Excerpt provided
▼
More learned, more professional and less spontaneous than Santillana, his friend Juan de Mena was in his place as secretary to Juan II. We know little of him except that he was born at Córdoba in 1411, that his youth was passed in poverty, that his studies began late, that he travelled in Italy, and that, after his introduction at court, he was a universal favourite till his death in 1456. Universal favourites are apt to be men of supple character, and it must have needed some dexterity to stand equally well with Álvaro de Luna and Santillana. Perhaps a Spaniard is entitled to be judged by the Spanish code, and Spaniards seem to regard Mena as a man of independent spirit. But it is unfortunate that our national standards in such matters differ so widely: for the question of Mena’s personal character bears on the ascription to him of certain verses which no courtier could have written.
With the disputable exception of Villena, Juan de Mena is the worst prose-writer in the Spanish language, and no one can doubt the justice of this verdict who glances at Mena’s commentary on his own poem La Coronación, or at his abridged version of the Iliad as he found it in the Ilias latina of Italicus. These lumbering performances are fatal to the theory that Mena wrote the Crónica de Don Juan II., a good specimen of clear and fluent prose. The ponderous humour of the verses which he meant to be light is equally fatal to the theory that he wrote the Coplas de la Panadera, a political pasquinade—not unlike The Rolliad—ascribed with much more probability by Argote de Molina to Íñigo Ortiz de Stúñiga. Till very recently, there was a bad habit of ascribing to Mena anonymous compositions written during his life—and even afterwards. But this is at an end, and we shall hear little more of Mena as the author of the Crónica de Juan II., of the Coplas de la Panadera, and of the Celestina. Henceforward attributions will be based on some reasonable ground.
Mena had an almost superstitious reverence for the classics, and describes the Iliad as ‘a holy and seraphic work.’ Unfortunately he is embarrassed by his learning, or rather by a deliberate pedantry which is even more offensive now than it was in his day. It takes a poet as great as Milton to carry off a burden of erudition, and Mena was no Milton. But he was a poet of high aims, and he produced a genuinely impressive allegorical poem in El Laberinto de Fortuna, more commonly known as Las Trezientas. The explanation of this popular title is simple. The poem in its original form consisted of nearly three hundred stanzas—297 to be precise—and another hand has added three more, no doubt to make the poem correspond exactly to its current title. Some of you may remember the story of Juan II.’s asking Mena to write sixty-five more stanzas so that there might be one for every day in the year; and the poet is said to have died leaving only twenty-four of these additional stanzas behind him. This is quite a respectable tradition as traditions go, for it is recorded by the celebrated commentator Hernán Núñez, who wrote within half a century of the poet’s death. We cannot, of course, know what Juan II. said, or did not say, to Mena; but the twenty-four stanzas are in existence, and the internal evidence goes to show that they were written after Mena’s time. They deal severely with the King—the ‘prepotente señor’ of whom Mena always speaks, as a court poet must speak, in terms of effusive compliment. Here, however, the question of character arises, and, as I have already noted, Spaniards and foreigners are at variance.
▲
Data supplied
▼
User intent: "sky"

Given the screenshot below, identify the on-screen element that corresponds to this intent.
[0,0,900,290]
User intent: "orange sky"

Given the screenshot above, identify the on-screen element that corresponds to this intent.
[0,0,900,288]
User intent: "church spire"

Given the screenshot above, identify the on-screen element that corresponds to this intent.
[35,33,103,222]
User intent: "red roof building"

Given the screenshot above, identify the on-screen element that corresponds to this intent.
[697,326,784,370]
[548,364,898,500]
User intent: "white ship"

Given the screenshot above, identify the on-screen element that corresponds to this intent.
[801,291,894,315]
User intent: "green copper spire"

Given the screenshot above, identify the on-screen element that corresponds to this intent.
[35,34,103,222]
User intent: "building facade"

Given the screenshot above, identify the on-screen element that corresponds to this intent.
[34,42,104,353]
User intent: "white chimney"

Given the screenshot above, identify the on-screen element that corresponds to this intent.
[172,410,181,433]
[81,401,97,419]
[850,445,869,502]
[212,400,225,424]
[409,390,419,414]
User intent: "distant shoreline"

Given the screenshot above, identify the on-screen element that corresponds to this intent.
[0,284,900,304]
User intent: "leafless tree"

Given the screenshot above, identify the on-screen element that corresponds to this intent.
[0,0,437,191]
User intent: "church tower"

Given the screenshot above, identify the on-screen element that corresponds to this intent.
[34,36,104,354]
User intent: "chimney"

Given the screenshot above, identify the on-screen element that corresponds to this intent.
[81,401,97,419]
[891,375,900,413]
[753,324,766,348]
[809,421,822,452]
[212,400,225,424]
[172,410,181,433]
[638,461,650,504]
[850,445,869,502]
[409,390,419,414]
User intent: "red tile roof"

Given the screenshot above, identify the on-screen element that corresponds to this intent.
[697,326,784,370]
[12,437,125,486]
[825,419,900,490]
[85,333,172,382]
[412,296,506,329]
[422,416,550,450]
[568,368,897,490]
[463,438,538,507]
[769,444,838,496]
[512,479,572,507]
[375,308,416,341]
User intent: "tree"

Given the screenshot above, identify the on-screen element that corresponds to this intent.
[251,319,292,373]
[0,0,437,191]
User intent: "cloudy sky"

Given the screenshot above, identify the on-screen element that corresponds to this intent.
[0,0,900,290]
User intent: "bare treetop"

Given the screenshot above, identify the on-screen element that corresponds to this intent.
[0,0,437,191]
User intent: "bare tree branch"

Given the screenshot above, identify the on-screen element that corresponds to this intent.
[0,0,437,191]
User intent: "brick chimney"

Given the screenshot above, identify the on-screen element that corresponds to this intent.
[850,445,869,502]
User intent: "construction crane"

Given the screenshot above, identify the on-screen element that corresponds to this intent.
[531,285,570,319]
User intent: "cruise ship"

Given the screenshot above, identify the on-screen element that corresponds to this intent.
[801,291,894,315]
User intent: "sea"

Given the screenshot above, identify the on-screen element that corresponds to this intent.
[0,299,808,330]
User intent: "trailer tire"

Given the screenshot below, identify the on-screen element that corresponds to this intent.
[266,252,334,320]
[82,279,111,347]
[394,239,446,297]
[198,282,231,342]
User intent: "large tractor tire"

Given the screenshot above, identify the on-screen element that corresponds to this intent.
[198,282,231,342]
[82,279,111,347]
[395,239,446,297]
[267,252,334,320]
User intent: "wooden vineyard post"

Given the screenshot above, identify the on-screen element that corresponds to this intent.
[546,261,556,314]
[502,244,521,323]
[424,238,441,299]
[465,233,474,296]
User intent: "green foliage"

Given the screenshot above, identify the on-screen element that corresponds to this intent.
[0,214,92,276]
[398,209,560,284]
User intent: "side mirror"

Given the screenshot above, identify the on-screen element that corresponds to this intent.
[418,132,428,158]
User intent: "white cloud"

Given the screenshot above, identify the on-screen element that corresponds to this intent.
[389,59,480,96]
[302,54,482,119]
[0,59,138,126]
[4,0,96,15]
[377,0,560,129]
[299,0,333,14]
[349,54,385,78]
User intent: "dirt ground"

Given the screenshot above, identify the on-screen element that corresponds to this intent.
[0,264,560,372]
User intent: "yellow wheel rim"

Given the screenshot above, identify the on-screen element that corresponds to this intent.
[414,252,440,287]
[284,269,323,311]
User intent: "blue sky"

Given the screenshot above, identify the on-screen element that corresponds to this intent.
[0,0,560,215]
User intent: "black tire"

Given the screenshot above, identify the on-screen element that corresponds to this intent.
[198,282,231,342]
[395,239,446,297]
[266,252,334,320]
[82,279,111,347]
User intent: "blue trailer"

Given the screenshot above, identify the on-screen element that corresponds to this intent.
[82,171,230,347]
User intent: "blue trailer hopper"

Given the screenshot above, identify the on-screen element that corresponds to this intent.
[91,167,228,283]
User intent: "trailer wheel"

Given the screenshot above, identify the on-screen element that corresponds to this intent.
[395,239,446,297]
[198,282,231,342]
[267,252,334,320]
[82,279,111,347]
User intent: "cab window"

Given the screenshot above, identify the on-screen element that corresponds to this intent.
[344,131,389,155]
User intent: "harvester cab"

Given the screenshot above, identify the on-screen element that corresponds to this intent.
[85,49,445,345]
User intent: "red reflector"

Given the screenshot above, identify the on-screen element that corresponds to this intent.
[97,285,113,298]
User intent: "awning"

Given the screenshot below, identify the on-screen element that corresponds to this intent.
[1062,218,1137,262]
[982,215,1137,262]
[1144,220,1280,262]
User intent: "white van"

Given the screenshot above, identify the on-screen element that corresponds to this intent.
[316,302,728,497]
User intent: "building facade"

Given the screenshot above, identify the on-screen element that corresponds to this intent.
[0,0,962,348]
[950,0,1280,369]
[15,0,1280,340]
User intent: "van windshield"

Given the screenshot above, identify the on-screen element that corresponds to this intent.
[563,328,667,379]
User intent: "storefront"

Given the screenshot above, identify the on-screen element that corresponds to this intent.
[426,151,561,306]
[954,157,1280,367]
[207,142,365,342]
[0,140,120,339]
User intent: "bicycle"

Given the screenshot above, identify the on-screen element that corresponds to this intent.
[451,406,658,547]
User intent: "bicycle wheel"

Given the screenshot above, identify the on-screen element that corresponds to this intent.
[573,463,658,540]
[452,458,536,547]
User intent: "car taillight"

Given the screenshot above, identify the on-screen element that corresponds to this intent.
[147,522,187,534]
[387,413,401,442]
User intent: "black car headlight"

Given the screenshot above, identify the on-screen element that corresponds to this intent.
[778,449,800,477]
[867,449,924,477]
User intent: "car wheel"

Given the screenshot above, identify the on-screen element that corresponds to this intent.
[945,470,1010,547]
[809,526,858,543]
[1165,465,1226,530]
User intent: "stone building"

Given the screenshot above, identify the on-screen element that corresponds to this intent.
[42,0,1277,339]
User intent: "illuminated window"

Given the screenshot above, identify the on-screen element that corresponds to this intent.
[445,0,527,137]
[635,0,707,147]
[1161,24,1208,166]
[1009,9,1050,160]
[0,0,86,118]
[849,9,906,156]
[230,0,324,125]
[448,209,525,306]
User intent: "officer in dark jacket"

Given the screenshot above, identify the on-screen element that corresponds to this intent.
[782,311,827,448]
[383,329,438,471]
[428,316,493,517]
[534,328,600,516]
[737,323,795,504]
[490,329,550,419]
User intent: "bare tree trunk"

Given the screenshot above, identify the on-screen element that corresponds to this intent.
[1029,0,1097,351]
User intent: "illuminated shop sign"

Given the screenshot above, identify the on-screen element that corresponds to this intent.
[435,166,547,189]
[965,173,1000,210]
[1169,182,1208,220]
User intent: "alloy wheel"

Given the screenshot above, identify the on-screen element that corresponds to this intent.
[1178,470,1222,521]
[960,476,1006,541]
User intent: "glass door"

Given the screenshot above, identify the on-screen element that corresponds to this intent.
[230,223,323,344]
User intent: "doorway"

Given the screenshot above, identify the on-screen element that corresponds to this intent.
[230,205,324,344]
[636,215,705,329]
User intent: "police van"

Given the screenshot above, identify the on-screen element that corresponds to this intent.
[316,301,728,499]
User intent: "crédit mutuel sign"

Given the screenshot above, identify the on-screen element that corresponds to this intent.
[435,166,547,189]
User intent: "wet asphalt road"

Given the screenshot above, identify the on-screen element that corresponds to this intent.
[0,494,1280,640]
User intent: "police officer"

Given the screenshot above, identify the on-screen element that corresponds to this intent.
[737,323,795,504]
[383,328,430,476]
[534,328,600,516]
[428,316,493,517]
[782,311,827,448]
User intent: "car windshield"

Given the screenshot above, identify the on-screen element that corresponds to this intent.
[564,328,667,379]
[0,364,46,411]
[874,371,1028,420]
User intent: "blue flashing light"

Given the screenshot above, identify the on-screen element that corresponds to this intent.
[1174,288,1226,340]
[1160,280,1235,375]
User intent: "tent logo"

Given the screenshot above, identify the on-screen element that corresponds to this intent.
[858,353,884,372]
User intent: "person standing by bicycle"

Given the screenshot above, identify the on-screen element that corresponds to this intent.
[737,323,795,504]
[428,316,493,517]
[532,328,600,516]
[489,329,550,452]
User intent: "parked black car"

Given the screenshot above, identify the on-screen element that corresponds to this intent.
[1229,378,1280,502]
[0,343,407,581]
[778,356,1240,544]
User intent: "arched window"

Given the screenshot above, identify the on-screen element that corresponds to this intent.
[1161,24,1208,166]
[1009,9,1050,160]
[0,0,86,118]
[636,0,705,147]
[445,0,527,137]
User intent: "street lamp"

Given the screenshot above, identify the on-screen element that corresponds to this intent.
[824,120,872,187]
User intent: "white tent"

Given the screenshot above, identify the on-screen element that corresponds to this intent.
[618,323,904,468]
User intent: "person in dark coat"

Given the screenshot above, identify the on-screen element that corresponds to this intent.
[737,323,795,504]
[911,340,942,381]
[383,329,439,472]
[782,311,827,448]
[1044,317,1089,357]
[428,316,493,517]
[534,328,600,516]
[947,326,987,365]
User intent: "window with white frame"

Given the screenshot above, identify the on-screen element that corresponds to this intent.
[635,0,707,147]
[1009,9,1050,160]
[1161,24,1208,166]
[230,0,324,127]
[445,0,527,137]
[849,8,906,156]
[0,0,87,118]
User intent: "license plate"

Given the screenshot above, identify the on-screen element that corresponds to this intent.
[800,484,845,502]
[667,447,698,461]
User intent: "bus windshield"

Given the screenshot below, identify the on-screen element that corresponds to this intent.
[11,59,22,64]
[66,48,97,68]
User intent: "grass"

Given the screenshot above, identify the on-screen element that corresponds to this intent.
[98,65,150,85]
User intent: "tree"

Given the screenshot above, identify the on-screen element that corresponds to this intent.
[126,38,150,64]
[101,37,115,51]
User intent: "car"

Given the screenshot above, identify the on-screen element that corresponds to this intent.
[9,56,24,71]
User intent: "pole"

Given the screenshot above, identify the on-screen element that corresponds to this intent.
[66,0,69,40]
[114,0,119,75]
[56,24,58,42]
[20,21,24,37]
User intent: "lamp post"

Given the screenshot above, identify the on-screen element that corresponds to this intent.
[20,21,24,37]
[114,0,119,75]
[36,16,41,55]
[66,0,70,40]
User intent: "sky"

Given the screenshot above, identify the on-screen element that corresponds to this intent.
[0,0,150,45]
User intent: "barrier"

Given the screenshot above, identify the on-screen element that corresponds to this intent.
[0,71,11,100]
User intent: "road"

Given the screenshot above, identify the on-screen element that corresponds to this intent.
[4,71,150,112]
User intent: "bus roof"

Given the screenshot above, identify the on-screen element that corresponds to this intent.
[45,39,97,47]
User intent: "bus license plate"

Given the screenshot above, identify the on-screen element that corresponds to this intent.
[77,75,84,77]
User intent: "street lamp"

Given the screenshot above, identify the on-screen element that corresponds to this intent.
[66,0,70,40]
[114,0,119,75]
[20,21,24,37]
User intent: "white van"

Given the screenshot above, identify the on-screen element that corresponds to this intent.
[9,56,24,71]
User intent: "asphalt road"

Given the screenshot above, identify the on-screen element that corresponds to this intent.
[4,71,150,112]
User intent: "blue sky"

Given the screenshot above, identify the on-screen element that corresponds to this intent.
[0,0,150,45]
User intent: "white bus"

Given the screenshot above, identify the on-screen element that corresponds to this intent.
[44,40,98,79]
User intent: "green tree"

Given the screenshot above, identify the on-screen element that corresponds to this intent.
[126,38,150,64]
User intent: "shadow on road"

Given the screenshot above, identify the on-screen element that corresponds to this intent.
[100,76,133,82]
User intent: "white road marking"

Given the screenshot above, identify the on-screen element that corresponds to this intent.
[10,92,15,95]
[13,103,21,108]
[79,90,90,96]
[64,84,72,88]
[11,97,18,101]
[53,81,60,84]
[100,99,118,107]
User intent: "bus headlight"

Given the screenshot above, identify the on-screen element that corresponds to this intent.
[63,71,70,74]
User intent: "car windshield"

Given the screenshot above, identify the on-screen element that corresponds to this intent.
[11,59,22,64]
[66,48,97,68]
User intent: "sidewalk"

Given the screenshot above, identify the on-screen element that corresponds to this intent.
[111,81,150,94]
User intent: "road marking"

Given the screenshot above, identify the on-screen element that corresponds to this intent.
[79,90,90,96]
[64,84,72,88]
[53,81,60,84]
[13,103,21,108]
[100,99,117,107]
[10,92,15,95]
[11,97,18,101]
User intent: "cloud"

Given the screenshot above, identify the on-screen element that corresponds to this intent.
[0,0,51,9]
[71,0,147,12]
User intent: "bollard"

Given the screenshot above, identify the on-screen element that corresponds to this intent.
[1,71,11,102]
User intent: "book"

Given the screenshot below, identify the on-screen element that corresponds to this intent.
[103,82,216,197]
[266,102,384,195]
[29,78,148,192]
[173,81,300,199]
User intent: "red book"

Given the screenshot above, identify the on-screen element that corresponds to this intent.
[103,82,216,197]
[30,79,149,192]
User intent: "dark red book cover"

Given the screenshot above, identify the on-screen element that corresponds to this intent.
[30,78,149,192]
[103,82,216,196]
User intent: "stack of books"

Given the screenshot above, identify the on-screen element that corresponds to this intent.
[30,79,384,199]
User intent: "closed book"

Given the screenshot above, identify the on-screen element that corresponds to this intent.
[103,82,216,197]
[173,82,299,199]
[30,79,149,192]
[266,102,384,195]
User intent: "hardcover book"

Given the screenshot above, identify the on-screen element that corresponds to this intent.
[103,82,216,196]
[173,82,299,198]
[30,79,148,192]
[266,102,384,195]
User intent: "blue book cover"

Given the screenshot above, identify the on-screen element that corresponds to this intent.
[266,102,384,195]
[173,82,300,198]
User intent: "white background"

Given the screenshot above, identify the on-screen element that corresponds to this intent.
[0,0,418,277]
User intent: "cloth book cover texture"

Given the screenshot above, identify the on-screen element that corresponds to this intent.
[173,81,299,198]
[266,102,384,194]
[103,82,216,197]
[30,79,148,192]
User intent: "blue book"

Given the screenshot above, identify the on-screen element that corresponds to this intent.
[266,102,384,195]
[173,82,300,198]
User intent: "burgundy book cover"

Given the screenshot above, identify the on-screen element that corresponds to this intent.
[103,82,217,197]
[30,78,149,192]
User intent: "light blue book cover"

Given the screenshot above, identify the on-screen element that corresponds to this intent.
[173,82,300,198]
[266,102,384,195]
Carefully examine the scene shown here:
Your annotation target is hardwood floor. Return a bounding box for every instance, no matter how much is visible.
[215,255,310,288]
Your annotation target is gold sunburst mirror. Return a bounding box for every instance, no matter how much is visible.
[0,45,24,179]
▲
Stated exercise
Do these statements agree with the passage on Juan de Mena? Answer yes or no for each, quoting the words of the passage that decide it.
1. Mena was born at Córdoba in 1411.
2. El Laberinto de Fortuna originally had exactly three hundred stanzas.
3. Argote de Molina ascribed the Coplas de la Panadera to Mena.
Nothing in the listing is needed here.

Final result
1. Yes: "he was born at Córdoba in 1411"
2. No: "consisted of nearly three hundred stanzas—297 to be precise"
3. No: "ascribed with much more probability by Argote de Molina to Íñigo Ortiz de Stúñiga"